— Start Records shown —
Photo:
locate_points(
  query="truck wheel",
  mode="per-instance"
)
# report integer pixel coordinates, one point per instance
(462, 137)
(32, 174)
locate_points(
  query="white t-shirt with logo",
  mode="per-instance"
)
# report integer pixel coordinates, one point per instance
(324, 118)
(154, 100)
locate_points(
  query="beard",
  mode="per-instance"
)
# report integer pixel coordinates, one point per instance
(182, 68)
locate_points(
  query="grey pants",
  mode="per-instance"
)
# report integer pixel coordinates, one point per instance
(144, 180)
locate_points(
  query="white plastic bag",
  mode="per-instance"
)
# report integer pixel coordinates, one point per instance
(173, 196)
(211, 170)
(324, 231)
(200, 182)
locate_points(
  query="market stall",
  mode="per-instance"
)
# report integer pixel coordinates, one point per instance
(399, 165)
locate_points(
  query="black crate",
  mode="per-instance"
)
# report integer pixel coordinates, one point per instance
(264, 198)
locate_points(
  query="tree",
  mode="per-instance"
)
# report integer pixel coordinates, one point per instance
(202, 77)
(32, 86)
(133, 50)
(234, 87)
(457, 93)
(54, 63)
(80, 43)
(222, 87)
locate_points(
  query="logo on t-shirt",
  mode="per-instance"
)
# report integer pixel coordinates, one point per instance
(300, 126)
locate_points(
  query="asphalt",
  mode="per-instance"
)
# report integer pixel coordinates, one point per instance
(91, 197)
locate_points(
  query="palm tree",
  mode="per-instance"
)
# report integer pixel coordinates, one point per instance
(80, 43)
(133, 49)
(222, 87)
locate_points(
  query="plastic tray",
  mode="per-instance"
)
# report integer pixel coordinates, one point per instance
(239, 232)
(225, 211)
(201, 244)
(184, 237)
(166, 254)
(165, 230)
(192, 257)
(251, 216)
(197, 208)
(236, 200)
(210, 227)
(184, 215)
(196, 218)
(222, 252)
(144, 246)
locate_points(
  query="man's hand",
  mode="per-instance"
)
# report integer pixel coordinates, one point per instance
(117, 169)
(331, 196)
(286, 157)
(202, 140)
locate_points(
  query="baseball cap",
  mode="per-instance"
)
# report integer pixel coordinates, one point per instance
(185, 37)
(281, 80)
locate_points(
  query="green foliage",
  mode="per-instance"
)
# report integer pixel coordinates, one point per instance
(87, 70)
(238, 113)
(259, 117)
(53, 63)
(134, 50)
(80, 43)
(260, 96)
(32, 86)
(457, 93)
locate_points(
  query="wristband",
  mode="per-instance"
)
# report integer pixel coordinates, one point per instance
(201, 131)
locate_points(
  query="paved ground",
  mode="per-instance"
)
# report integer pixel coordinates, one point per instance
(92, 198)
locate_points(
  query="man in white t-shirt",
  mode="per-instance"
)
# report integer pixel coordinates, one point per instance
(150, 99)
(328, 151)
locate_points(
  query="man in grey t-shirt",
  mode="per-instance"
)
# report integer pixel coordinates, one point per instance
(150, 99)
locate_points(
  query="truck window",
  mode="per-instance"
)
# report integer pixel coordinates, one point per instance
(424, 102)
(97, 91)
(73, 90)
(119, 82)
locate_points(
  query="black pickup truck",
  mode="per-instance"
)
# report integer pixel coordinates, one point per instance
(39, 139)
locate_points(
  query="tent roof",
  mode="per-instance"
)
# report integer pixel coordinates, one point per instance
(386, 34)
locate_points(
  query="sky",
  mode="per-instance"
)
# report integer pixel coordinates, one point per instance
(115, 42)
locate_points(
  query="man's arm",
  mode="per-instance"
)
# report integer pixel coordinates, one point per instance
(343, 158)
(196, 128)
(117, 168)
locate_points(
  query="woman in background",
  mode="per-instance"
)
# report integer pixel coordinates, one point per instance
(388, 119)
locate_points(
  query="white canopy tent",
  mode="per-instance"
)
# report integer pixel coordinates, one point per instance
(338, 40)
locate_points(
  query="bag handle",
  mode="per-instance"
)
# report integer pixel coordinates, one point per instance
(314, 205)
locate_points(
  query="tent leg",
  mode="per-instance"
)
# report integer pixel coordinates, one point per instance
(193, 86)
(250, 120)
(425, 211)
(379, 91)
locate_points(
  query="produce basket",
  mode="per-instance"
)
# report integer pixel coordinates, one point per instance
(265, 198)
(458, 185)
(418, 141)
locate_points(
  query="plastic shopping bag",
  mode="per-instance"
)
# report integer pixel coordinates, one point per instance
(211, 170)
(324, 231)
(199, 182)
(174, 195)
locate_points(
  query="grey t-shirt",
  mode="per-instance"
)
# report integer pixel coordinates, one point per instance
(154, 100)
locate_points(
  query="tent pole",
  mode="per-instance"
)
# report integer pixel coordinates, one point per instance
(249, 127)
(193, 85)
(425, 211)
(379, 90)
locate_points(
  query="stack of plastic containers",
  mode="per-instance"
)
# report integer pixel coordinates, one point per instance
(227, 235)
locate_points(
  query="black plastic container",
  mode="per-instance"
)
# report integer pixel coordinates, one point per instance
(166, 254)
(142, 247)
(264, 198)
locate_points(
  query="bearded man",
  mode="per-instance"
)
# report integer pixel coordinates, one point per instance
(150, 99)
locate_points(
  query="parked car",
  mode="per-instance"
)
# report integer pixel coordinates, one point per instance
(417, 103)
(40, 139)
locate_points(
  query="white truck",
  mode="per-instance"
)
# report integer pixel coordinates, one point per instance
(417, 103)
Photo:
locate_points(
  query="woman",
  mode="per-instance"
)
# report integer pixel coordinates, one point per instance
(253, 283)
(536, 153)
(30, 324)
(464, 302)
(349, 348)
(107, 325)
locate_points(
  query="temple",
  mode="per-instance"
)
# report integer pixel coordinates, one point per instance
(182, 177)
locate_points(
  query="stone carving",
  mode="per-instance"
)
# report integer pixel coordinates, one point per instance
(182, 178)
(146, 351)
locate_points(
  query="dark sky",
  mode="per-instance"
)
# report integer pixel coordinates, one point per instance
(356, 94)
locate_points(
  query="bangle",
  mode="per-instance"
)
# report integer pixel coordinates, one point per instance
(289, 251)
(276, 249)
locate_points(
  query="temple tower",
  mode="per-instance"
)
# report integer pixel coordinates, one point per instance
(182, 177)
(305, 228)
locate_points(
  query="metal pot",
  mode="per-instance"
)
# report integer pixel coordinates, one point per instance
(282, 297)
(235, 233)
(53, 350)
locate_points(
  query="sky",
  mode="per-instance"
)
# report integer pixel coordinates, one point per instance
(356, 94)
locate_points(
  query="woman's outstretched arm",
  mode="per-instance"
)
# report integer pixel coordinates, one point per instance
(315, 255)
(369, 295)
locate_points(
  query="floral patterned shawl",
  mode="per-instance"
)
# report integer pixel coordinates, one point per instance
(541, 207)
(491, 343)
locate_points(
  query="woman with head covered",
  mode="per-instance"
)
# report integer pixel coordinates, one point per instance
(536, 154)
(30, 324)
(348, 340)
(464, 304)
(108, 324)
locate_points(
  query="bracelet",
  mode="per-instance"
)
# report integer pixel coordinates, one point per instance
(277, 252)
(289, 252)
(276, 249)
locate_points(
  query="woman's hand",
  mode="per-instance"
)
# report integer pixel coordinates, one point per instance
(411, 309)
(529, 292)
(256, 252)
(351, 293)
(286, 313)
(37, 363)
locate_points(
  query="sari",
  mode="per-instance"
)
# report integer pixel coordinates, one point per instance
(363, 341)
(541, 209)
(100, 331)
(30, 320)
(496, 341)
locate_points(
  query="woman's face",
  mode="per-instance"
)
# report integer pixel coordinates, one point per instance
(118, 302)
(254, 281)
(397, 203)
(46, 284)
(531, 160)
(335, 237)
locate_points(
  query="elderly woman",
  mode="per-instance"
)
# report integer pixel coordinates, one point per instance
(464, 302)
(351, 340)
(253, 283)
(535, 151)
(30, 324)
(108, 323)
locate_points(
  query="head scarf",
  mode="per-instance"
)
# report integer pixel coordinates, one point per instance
— End Records shown —
Aim: How many lines in the material above contain the string "truck", with case counting? Reply with the number alone.

Written response: 4